Skandal Bundaberg telah membuat Queensland Health mereformasi sistem kesehatan dengan membenahi pola perekrutan dokter di seluruh negara bagian dengan sistem kredensial yang sangat ketat dan perbaikan sistem pendidikan kedokterannya untuk menjamin kualitas pelaku kesehatan.

Yang terpenting adalah dibentuknya Komisi Kualitas Kesehatan dan Penanganan Komplain (Health Quality and Complaints Commission) tahun 2006. Komisi ini membangun sistem pengawasan untuk perbaikan pelayanan kesehatan dengan peraturan perundangan yang menjamin perlindungan pasien.

Sir Liam Donaldson, mantan Chief Medical Officer dari National Health Service (NHS) Britania Raya (UK), yang sekarang menjabat utusan khusus WHO untuk keselamatan pasien, pernah mengungkapkan bahwa setelah skandal Bristol—yang melibatkan kasus kematian anak karena operasi jantung antara 1988- 1995—NHS telah melakukan reformasi signifikan sejak tahun 1997.

Lemah pengawasan

Skandal Patel menunjukkan lemahnya pengawasan terhadap kinerja dokter yang kemudian memicu NHS mengeluarkan kerangka kerja berupa pelaksanaan clinical governance. Kerangka kerja ini menitikberatkan pentingnya kualitas pelayanan kesehatan. Dokter harus menerapkan serangkaian standar dan prosedur tindakan medis yang ketat untuk menjamin transparansi dan akuntabilitas.

Untuk menunjang pelaksanaannya, perlu dibudayakan untuk tidak saling menyalahkan (no blame culture) dan budaya belajar dari kesalahan. Jadi, bukan sekadar mencari siapa yang salah, melainkan bagaimana kita belajar, memetik hikmah dari suatu kejadian untuk perbaikan.

Suatu hal yang selalu diingat adalah pernyataan para orangtua yang anaknya meninggal. ”Anak kami memang telah meninggal, kami tidak menuntut apa-apa, tetapi untuk menghormati kematian anak kami, apakah para dokter telah belajar?”

Kultur lesson learned yang telah membudaya di negara maju mempermudah reformasi sistem kesehatannya. Semua pihak sadar bahwa belajar dari kesalahan tidak dimaksudkan untuk mencari siapa yang salah, tetapi bagaimana memetik hikmah dari suatu kejadian untuk perbaikan.

Bagian Data:
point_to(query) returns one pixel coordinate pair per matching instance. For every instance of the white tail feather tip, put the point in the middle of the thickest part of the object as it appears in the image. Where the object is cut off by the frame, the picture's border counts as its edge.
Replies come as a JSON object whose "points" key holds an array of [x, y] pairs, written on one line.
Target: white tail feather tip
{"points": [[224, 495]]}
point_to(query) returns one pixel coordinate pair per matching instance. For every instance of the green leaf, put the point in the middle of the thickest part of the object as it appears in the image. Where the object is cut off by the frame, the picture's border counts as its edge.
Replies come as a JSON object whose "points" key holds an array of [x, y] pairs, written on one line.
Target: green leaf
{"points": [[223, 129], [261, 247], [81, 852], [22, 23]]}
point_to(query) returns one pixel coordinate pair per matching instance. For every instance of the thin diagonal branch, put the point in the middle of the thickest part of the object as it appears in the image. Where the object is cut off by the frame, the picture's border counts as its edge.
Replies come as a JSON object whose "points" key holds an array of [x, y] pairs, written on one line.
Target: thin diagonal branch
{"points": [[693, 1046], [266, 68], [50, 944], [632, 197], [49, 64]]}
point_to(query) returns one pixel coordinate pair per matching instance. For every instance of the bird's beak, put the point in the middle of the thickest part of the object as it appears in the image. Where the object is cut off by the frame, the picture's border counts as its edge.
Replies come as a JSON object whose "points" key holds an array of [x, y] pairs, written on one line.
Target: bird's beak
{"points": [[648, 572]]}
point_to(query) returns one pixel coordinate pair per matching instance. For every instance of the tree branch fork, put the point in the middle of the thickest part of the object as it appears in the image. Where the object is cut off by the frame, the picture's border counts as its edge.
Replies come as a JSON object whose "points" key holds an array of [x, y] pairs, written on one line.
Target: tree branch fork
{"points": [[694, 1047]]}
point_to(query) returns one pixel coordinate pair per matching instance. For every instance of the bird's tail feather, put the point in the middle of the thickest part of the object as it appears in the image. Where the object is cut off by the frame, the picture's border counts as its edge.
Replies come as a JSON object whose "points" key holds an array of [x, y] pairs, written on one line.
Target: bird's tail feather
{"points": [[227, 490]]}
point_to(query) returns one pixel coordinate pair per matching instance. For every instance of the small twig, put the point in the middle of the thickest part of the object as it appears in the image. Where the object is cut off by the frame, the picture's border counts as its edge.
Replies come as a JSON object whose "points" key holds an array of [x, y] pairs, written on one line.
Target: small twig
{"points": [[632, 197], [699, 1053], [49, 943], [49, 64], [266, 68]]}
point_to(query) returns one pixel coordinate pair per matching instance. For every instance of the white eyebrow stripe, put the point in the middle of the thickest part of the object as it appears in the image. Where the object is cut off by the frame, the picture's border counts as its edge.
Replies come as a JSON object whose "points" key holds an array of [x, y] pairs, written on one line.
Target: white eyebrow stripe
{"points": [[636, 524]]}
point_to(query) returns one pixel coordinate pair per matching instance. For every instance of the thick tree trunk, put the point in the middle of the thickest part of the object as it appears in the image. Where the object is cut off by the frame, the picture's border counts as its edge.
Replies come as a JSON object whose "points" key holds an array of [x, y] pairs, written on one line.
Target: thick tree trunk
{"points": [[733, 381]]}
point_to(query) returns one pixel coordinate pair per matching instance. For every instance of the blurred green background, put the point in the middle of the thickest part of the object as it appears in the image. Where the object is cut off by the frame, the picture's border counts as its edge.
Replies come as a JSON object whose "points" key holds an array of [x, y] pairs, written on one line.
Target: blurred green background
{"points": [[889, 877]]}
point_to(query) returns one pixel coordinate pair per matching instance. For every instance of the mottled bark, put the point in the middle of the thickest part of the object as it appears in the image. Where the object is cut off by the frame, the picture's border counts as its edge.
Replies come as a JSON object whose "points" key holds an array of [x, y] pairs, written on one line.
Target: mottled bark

Deskripsi Tugas: Menurut kutipan teks, pada tahun berapa Komisi Kualitas Kesehatan dan Penanganan Komplain (Health Quality and Complaints Commission) dibentuk?

Area Jawaban: Tahun 2006.